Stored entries

────

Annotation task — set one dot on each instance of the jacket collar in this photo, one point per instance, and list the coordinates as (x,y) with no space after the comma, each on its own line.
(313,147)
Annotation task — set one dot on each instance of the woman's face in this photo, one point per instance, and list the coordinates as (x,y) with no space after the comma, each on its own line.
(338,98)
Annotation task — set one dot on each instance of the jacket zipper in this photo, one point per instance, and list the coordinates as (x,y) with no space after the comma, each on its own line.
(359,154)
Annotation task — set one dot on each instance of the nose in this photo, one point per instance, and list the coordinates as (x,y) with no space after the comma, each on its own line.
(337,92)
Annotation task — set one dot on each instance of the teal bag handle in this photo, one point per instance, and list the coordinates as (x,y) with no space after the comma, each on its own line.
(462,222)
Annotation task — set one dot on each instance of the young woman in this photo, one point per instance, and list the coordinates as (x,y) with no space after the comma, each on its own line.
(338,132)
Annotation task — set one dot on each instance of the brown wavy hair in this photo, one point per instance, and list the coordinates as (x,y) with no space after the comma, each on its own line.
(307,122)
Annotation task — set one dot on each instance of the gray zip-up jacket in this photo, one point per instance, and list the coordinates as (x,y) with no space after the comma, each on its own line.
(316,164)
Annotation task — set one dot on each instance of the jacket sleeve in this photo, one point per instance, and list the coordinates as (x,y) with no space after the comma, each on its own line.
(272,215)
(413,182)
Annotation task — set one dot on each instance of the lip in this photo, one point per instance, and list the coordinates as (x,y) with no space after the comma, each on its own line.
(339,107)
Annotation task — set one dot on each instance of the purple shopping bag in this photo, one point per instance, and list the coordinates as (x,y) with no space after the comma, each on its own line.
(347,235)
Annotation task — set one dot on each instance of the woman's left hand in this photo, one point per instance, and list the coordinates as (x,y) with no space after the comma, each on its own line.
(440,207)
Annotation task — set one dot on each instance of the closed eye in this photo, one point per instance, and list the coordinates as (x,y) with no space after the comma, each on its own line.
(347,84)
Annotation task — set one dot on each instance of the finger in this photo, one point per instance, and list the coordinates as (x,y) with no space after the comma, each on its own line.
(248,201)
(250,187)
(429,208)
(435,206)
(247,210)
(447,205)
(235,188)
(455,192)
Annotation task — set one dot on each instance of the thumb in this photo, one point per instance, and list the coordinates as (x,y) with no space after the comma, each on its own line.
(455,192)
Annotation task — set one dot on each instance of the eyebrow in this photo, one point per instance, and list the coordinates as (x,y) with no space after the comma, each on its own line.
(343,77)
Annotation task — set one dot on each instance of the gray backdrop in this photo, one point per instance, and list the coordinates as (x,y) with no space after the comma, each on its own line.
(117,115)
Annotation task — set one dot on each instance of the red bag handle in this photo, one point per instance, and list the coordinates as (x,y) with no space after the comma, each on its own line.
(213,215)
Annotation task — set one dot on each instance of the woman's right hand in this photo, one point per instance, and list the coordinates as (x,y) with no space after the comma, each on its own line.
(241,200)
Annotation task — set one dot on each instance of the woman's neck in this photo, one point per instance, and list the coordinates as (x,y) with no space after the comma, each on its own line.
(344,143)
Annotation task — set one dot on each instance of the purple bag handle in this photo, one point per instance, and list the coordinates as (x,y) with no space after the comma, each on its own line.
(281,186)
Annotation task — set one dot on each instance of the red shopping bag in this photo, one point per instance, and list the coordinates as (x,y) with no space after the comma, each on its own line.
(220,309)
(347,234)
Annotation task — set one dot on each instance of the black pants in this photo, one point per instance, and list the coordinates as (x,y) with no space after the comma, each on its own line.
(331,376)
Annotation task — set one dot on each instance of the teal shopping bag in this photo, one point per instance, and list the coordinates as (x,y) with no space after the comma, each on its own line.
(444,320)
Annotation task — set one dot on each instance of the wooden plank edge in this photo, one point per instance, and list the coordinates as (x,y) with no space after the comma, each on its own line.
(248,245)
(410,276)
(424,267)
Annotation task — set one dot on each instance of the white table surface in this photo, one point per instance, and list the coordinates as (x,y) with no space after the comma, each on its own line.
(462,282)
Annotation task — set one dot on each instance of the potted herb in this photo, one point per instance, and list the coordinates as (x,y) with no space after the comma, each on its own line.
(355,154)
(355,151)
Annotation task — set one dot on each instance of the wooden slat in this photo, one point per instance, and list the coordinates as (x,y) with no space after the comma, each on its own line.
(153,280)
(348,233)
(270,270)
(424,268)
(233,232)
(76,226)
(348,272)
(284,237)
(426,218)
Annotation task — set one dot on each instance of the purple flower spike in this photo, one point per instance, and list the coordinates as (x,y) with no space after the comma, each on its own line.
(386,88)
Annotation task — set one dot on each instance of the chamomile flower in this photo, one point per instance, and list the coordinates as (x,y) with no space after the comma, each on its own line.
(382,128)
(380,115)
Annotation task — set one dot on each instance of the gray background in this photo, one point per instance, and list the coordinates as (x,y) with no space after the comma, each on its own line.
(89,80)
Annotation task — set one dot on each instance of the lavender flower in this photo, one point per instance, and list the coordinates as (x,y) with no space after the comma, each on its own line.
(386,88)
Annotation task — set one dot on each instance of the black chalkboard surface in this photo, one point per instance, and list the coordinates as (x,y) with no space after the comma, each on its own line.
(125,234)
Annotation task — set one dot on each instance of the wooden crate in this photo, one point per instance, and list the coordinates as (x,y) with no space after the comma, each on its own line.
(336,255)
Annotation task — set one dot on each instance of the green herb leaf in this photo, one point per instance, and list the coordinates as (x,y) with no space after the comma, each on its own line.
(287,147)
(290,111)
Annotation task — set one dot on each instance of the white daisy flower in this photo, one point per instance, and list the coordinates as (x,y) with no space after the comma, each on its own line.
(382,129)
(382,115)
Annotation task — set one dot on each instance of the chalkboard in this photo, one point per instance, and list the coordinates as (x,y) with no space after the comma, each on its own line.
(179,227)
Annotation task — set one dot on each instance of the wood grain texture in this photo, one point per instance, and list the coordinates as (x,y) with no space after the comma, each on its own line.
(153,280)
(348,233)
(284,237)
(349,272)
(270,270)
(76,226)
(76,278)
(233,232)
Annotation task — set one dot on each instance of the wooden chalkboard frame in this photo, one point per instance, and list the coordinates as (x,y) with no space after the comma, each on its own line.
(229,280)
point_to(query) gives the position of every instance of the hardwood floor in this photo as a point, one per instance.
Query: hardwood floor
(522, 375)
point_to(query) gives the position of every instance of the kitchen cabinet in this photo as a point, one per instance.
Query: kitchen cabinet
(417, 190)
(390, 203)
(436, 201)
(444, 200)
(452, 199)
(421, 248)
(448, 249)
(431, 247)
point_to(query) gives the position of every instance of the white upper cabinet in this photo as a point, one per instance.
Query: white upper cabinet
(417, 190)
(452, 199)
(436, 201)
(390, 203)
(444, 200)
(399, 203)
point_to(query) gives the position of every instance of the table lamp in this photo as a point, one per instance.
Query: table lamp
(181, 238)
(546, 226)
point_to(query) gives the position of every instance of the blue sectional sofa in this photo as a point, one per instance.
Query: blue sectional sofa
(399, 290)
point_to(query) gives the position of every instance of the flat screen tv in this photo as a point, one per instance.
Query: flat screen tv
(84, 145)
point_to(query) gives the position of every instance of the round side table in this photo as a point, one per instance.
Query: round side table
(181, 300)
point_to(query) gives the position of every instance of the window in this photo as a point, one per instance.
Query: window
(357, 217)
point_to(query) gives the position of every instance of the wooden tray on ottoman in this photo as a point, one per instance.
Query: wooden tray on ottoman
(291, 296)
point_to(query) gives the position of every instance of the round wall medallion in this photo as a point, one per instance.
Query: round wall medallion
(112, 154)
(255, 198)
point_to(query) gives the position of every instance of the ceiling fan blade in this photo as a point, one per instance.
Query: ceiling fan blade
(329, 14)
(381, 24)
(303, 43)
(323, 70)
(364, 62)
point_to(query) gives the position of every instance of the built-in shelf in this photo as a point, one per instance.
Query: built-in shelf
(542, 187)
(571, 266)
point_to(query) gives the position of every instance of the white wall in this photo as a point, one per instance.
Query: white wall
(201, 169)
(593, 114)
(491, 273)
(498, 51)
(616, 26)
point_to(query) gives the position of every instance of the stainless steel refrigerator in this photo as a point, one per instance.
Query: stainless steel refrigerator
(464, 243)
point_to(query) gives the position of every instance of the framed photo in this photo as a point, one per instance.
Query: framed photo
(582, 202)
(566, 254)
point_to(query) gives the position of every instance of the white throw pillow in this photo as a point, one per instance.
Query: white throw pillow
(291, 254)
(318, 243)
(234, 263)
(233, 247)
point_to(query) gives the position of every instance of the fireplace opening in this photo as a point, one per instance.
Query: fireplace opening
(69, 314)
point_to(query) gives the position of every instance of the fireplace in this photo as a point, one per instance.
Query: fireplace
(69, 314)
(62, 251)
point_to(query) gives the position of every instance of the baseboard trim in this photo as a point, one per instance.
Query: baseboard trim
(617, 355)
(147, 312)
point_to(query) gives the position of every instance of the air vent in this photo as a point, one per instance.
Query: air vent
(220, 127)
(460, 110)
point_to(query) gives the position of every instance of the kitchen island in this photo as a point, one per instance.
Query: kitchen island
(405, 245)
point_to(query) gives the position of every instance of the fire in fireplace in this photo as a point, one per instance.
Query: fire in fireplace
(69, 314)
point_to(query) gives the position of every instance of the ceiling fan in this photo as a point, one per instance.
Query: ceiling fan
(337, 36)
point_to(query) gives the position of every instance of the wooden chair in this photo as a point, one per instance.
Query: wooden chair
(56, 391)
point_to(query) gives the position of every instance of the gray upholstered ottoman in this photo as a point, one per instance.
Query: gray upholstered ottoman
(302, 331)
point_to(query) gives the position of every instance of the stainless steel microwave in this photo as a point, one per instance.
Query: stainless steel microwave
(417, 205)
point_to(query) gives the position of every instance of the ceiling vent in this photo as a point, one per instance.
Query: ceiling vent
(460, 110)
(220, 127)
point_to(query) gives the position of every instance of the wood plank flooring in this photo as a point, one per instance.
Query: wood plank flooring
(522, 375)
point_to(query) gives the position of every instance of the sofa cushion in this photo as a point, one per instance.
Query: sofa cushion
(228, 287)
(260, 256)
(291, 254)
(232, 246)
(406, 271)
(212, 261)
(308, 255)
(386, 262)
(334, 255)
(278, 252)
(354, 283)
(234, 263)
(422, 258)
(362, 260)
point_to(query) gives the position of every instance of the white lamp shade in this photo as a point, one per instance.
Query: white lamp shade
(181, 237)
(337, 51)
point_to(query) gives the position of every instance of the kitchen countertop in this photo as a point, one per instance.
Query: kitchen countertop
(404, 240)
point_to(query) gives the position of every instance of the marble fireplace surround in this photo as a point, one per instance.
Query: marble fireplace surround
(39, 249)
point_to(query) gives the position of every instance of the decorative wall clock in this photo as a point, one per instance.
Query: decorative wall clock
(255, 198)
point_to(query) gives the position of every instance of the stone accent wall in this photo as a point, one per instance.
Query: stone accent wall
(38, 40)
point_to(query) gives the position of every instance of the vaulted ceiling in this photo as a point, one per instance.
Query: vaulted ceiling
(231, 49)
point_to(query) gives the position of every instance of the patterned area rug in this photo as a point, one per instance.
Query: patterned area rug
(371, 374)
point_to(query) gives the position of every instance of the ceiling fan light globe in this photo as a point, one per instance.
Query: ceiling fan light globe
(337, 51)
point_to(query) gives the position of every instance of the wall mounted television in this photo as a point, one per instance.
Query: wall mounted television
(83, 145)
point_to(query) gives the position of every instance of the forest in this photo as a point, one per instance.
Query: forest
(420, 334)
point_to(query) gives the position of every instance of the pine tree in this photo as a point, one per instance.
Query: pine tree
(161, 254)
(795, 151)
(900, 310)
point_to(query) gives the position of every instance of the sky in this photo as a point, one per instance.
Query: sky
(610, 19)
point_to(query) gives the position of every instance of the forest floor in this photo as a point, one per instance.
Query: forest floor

────

TASK OBJECTIVE
Rewrite the records above as a numbered list, from the line that contains "of the vaulted" through the final line of the records. Leave out any blank lines.

EXERCISE ANSWER
1. point_to(query) gives the position of every instance of the vaulted ceiling in this photo as a point, one per instance.
2. Query: vaulted ceiling
3. (231, 49)
4. point_to(query) gives the position of every instance of the patterned area rug in this photo as a point, one per instance.
5. Query: patterned area rug
6. (371, 374)
7. point_to(query) gives the position of every instance of the ceiling fan light globe in this photo as a point, one per instance.
8. Query: ceiling fan light globe
9. (337, 51)
10. point_to(query) gives the position of every instance of the wall mounted television in this photo as a point, one per instance.
11. Query: wall mounted television
12. (83, 145)
13. point_to(query) gives the position of every instance of the forest in this photo as a point, one per instance.
14. Query: forest
15. (420, 334)
16. point_to(query) gives the position of every instance of the pine tree in this photo as a point, one per instance.
17. Query: pine tree
18. (161, 254)
19. (795, 151)
20. (900, 310)
21. point_to(query) gives the position of every instance of the sky in this photo as a point, one per instance.
22. Query: sky
23. (610, 19)
24. point_to(query) gives the position of every instance of the forest floor in this photo as a point, one per instance.
25. Query: forest floor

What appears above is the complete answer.